AVAILABLE RECORDS
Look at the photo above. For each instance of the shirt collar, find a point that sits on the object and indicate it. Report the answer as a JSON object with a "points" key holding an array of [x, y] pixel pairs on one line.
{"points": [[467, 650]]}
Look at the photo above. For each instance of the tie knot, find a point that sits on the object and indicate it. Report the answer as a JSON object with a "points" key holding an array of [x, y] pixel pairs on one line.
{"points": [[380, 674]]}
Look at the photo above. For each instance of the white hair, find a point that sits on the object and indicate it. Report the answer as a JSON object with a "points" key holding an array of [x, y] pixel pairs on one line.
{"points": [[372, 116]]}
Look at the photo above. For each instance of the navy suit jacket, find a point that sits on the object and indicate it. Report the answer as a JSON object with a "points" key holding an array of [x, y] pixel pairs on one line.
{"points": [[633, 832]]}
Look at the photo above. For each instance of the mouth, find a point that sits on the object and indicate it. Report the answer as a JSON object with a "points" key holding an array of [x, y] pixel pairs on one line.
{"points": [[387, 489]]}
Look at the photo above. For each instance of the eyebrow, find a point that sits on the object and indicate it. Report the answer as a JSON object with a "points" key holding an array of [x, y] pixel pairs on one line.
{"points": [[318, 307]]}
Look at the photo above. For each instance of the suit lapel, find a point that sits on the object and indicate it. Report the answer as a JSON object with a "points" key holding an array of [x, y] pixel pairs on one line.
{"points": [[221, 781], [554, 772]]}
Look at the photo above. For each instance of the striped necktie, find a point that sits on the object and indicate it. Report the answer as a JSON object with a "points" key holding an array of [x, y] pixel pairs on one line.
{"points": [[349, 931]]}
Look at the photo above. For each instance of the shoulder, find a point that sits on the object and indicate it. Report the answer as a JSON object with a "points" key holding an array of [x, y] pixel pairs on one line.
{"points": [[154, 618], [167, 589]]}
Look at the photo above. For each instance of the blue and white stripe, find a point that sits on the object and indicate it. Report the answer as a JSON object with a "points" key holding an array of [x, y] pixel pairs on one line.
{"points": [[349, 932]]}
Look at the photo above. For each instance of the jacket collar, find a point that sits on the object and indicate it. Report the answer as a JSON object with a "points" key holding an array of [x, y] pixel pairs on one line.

AIM OF THE EXERCISE
Repeat every line of the records above exactly.

ANSWER TO THIS TASK
Look at the photo above. For each instance of the shirt collar, find a point that sits on the object and indicate it. Report the answer as a JSON object with a "points" key holding an array of [x, y] pixel pairs on one line.
{"points": [[467, 650]]}
Look at the photo above. For each instance of the tie knot, find a point that sits on the object and indicate it. Report the answer as a JSON object with a "points" key holding an array of [x, y] pixel pairs on one line.
{"points": [[380, 674]]}
Look at the photo above. For each instance of the white hair, find a point that sits on the object and indicate it. Report the answer as a JSON object with a "points" key holding an array of [x, y] pixel pairs on one line.
{"points": [[372, 116]]}
Look at the photo above. For each instance of the navy suit jacket, find a point that sits on the object and indicate it. Report the answer as a JSON object with a "points" key holding an array of [x, y] pixel pairs on one line.
{"points": [[633, 832]]}
Look at the photo above. For each instance of the mouth, find a point that sits on the object and indicate it. Report the answer as a JSON object with a "points" key holding an array of [x, y] pixel pairs on one line.
{"points": [[387, 489]]}
Look at the photo above. For each instance of the eyebrow, find a point that sits on the object and indicate it. Report the answer as a JSON object with a "points" key holding an array of [x, y] pixel pairs on one line.
{"points": [[318, 307]]}
Look at the photo above. For each instance of the suit lapel, find a point that sits on the object and indicate it. Report the answer as a JSON object with a "points" key holding an array of [x, y] pixel pairs on one line.
{"points": [[221, 781], [554, 772]]}
Look at the photo above. For each instance of the striped necktie, find a point that sits on the object and indicate it. Report the answer as a JSON object with a "points" key holding an array of [x, y] pixel pairs on one line.
{"points": [[349, 931]]}
Look at the photo above. For each instance of the shoulder, find a point that sits on the object and indicate it. Report the answer as a JSON object with a "points" key holding an array of [x, y] pixel pairs on one line.
{"points": [[154, 618], [167, 589]]}
Look at the photo above. For each instance of the blue and white stripe, find a point that sits on the object and indicate it. Report the answer as a JSON object with a "points" key holding an array of [x, y] pixel pairs on one line.
{"points": [[349, 932]]}
Look at the photo above. For each instance of the jacket collar, find a point that sits on the object and indicate it. Report the answer as a JSON object with a "points" key holding an array of [x, y] pixel pairs on one line.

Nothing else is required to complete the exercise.